Required task - Copy out, word for word, the part of the records that opens with the line containing "Point out the rocky" and runs through the end of the records.

Stored data -
****

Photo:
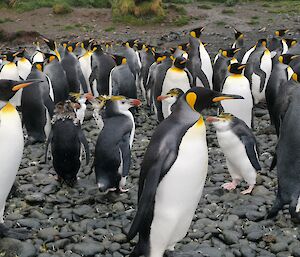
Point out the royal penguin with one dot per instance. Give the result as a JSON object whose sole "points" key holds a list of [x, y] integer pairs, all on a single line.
{"points": [[54, 70], [238, 84], [23, 64], [121, 79], [281, 73], [176, 75], [170, 99], [199, 63], [238, 144], [287, 152], [102, 64], [113, 147], [71, 65], [66, 139], [167, 197], [11, 145], [258, 70], [37, 106], [220, 68]]}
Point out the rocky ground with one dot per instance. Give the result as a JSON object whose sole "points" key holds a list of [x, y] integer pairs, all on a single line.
{"points": [[80, 221]]}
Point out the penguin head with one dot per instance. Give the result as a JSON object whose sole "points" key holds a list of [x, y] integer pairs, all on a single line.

****

Answer -
Point out the rocky ground with one dot per instance. Give the result as a JSON object whose sole "points" key holds a list of [x, y] integer pairs, all on a single line.
{"points": [[80, 221]]}
Point out the penguin head with one dot per instance. Give the result as a JSON object whose sole "points" key holds a list of [x, y] integer pairs, all on a single line.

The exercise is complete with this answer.